Data lines:
-*-

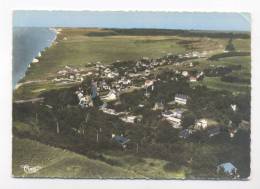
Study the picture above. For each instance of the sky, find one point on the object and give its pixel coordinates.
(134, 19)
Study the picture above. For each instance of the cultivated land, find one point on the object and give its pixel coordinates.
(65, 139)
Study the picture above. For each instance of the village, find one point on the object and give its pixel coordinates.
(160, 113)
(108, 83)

-*-

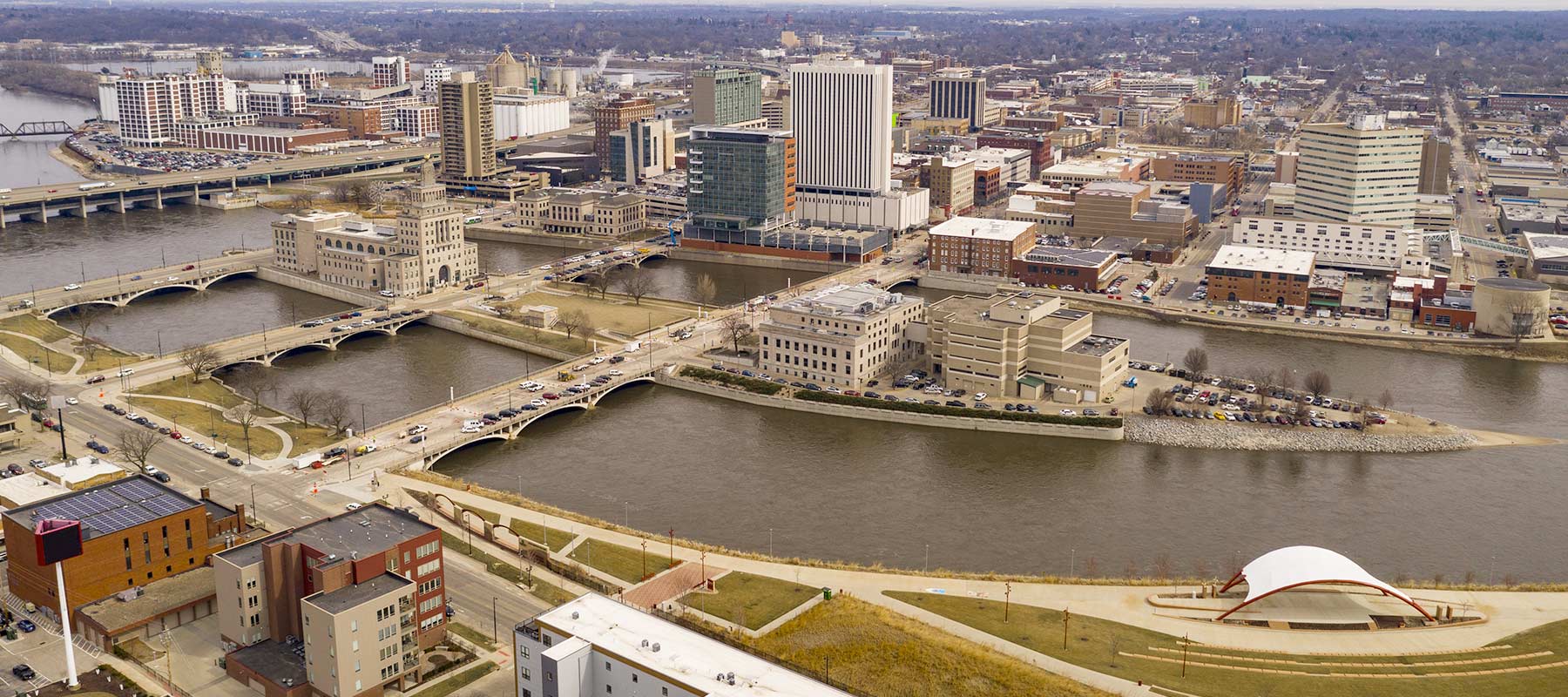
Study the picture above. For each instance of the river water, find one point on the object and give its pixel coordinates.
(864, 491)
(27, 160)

-*-

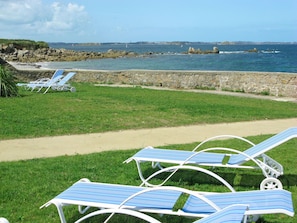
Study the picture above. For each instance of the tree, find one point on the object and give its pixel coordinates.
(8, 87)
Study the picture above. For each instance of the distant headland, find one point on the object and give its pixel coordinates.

-*-

Task goal:
Output as a JSON array of strings the material from the line containing "Study the picture above. For each instance of the tree, find" through the line containing "Study the picture above. For each instance of the distant", both included. Each line becomes one string; skip blank lines.

Written answer:
[
  "Study the picture above. For each instance of the tree, find one point on the object and give its pixel coordinates.",
  "(8, 87)",
  "Study the picture above. For each instance of the distant headland, find one point on the object and give its pixel coordinates."
]